When you can’t be in nature, there isn’t much you can do other than think about the good times that lie ahead in the great outdoors.

In that spirit, here are 101 quotes that celebrate the power of nature and will get you pumped for your next travel adventure.

  1. Look deep into nature, and then you will understand everything better. – Albert Einstein
  2. Sunshine is delicious, rain is refreshing, wind braces us up, snow is exhilarating; there is really no such thing as bad weather, only different kinds of good weather. – John Ruskin
  3. If people sat outside and looked at the stars each night, I’ll bet they’d live a lot differently. – Bill Watterson
  4. Nothing is more memorable than a smell. One scent can be unexpected, momentary and fleeting, yet conjure up a childhood summer beside a lake in the mountains. – Diane Ackerman
  5. The world is not to be put in order. The world is order. It is for us to put ourselves in unison with this order. – Henry Miller
  6. I like this place and could willingly waste my time in it. – William Shakespeare
  7. A quiet secluded life in the country, with the possibility of being useful to people to whom it is easy to do good, and who are not accustomed to have it done to them; then work which one hopes may be of some use; then rest, nature, books, music, love for one’s neighbor — such is my idea of happiness. – Leo Tolstoy
  8. There is a pleasure in the pathless woods,
    There is a rapture on the lonely shore,
    There is society, where none intrudes,
    By the deep sea, and music in its roar:
    I love not man the less, but Nature more – Lord Byron
  9. Wherever you go, no matter what the weather, always bring your own sunshine.- Anthony J. D’Angelo
  10. And the day came when the risk to remain tight in a bud was more painful than the risk it took to blossom. – Anais Nin
  11. Let the rain kiss you. Let the rain beat upon your head with silver liquid drops. Let the rain sing you a lullaby. – Langston Hughes
  12. Spring is when you feel like whistling even with a shoe full of slush. – Doug Larson
  13. On earth there is no heaven, but there are pieces of it. – Jules Renard
  14. May your trails be crooked, winding, lonesome, dangerous, leading to the most amazing view. May your mountains rise into and above the clouds. – Edward Abbey
  15. Wildness is the preservation of the World. – Ralph Waldo Emerson
  16. Nature does nothing uselessly. – Aristotle
  17. My soul can find no staircase to Heaven unless it be through Earth’s loveliness. – Michelangelo
  18. A bird doesn’t sing because it has an answer, it sings because it has a song. – Maya Angelou
  19. I thank you God for this most amazing day, for the leaping greenly spirits of trees, and for the blue dream of sky and for everything which is natural, which is infinite, which is yes. – e. e. cummings
  20. Everything is connected. The wing of the corn beetle affects the direction of the wind, the way the sand drifts, the way the light reflects into the eye of man beholding his reality. All is part of totality, and in this totality man finds his hozro, his way of walking in harmony, with beauty all around him. – Tony Hillerman
  21. The lover of nature is he whose inward and outward senses are still truly adjusted to each other; who has retained the spirit of infancy even into the era of manhood. His intercourse with heaven and earth, becomes part of his daily food. In the presence of nature, a wild delight runs through the man, in spite of real sorrows… – Ralph Waldo Emerson
  22. The butterfly counts not months but moments, and has time enough. – Rabindranath Tagore
  23. Forests, lakes, and rivers, clouds and winds, stars and flowers, stupendous glaciers and crystal snowflakes – every form of animate or inanimate existence, leaves its impress upon the soul of man. – Orison Swett Marden
  24. What would the world be, once bereft
    Of wet and of wildness? Let them be left,
    O let them be left, wildness and wet;
    Long live the weeds and the wilderness yet. – Gerard Manley Hopkins
  25. One of the most tragic things I know about human nature is that all of us tend to put off living. We are all dreaming of some magical rose garden over the horizon instead of enjoying the roses that are blooming outside our windows today. – Dale Carnegie
  26. In the depth of winter I finally learned that there was in me an invincible summer. – Albert Camus
  27. Earth and sky, woods and fields, lakes and rivers, the mountain and the sea, are excellent schoolmasters, and teach some of us more than we can ever learn from books. – John Lubbock
  28. I had an inheritance from my father,
    It was the moon and the sun.

──────────────────────────────

EXERCISE DESCRIPTION →
Pick up the list of nature quotes after its last line and keep adding numbered entries in the same style.

(Collected data entries)
──────────────────────────────

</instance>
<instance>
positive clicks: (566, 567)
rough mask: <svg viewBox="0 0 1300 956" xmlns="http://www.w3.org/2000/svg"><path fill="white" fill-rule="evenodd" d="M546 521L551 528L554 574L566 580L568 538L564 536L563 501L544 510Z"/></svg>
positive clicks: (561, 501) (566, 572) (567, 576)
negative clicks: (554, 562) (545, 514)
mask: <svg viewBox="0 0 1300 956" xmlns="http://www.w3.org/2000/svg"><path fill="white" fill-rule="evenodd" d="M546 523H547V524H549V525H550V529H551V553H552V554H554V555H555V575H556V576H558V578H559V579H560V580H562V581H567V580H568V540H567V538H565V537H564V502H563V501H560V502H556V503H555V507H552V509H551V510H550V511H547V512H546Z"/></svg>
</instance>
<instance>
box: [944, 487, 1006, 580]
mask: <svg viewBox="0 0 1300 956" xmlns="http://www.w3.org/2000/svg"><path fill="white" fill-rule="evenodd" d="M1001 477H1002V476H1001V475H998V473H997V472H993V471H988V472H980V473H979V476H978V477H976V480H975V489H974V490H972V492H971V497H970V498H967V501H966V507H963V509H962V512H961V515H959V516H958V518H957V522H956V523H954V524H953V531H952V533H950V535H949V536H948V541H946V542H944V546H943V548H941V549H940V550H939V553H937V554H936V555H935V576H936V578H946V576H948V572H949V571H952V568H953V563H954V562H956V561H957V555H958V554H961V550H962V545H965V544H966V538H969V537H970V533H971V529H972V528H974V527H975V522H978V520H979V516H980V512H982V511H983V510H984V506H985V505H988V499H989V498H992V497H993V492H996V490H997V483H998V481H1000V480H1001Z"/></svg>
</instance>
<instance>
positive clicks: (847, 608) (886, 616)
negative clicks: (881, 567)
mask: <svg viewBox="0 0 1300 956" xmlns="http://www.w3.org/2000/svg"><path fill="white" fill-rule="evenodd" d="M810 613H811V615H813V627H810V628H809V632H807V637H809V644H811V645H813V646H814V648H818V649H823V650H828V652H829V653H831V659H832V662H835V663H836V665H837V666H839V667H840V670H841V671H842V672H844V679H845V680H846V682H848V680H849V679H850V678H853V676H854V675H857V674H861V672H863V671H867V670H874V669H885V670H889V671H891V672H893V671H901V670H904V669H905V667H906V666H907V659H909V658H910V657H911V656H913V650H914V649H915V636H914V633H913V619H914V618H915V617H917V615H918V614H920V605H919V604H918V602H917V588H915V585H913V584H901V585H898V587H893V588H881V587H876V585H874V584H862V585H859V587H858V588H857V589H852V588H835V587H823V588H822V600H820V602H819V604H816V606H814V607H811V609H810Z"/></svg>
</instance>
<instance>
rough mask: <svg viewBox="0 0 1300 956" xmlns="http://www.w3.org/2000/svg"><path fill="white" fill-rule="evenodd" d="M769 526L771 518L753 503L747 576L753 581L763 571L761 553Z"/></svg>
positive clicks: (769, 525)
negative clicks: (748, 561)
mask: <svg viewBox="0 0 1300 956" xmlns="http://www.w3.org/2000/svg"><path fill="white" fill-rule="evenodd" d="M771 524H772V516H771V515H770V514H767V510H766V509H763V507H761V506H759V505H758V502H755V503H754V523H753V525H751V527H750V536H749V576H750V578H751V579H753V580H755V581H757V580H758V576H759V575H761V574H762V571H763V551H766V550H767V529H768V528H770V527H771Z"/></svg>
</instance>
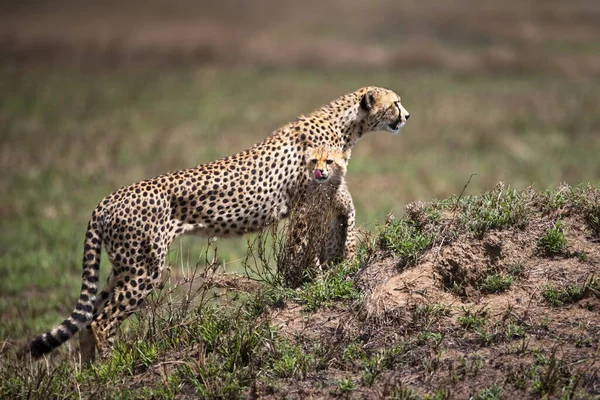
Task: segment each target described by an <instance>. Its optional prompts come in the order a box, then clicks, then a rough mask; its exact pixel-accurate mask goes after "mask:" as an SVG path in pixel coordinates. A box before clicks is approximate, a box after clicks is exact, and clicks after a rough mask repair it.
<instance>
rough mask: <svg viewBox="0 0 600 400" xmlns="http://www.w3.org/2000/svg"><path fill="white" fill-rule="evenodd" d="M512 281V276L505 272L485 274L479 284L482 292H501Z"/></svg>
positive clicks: (508, 288)
mask: <svg viewBox="0 0 600 400" xmlns="http://www.w3.org/2000/svg"><path fill="white" fill-rule="evenodd" d="M512 283H513V277H512V276H511V275H505V274H492V275H487V276H486V277H485V279H484V281H483V282H482V283H481V285H480V289H481V291H482V292H484V293H501V292H504V291H506V290H508V289H509V288H510V286H511V285H512Z"/></svg>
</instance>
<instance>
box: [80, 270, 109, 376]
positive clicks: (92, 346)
mask: <svg viewBox="0 0 600 400" xmlns="http://www.w3.org/2000/svg"><path fill="white" fill-rule="evenodd" d="M116 283H117V280H116V278H115V275H114V274H113V273H112V272H111V274H110V276H109V277H108V279H107V281H106V285H105V286H104V289H102V291H101V292H100V295H99V296H98V298H97V299H96V303H95V305H94V312H93V315H94V318H95V317H96V316H97V315H98V310H103V309H104V307H105V306H106V303H107V302H108V299H109V298H110V296H111V294H112V292H113V291H114V288H115V285H116ZM79 353H80V355H81V362H82V363H83V364H84V365H88V364H91V363H93V362H94V361H95V359H96V339H95V338H94V334H93V332H92V322H91V321H90V323H89V324H88V325H87V326H86V329H84V330H82V331H81V332H80V333H79Z"/></svg>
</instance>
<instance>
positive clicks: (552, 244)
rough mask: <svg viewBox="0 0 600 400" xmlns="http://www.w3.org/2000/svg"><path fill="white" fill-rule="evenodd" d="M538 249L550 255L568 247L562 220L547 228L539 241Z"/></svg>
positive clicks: (557, 221)
mask: <svg viewBox="0 0 600 400" xmlns="http://www.w3.org/2000/svg"><path fill="white" fill-rule="evenodd" d="M537 246H538V249H539V250H540V251H541V252H543V253H544V254H546V255H548V256H555V255H558V254H561V253H564V251H565V250H566V248H567V239H566V238H565V234H564V231H563V228H562V224H561V222H560V221H556V222H555V223H554V225H553V226H552V228H550V229H548V230H546V231H545V232H544V233H543V234H542V236H540V238H539V239H538V241H537Z"/></svg>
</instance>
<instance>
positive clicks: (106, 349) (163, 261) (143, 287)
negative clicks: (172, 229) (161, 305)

──────────────────────────────

REPLY TO THE TASK →
    And though I roam all over the world,
    The spending of it’s never done. – Ernest Hemingway
  29. It’s very, very dangerous to lose contact with living nature. – Albert Hofmann
  30. Many eyes go through the meadow, but few see the flowers in it. – Ralph Waldo Emerson
  31. If you wish to make an apple pie from scratch, you must first invent the universe. – Carl Sagan
  32. In some mysterious way woods have never seemed to me to be static things. In physical terms, I move through them; yet in metaphysical ones, they seem to move through me. – John Fowles
  33. This life is yours. Take the power to choose what you want to do and do it well. Take the power to love what you want in life and love it honestly. Take the power to walk in the forest and be a part of nature. Take the power to control your own life. No one else can do it for you. Take the power to make your life happy. – Susan Polis Schutz
  34. O Solitude! if I must with thee dwell,
    Let it not be among the jumbled heap
    Of murky buildings; climb with me the steep,—
    Nature’s observatory—whence the dell,
    Its flowery slopes, its river’s crystal swell,
    May seem a span; let me thy vigils keep
    ’Mongst boughs pavillion’d, where the deer’s swift leap
    Startles the wild bee from the fox-glove bell.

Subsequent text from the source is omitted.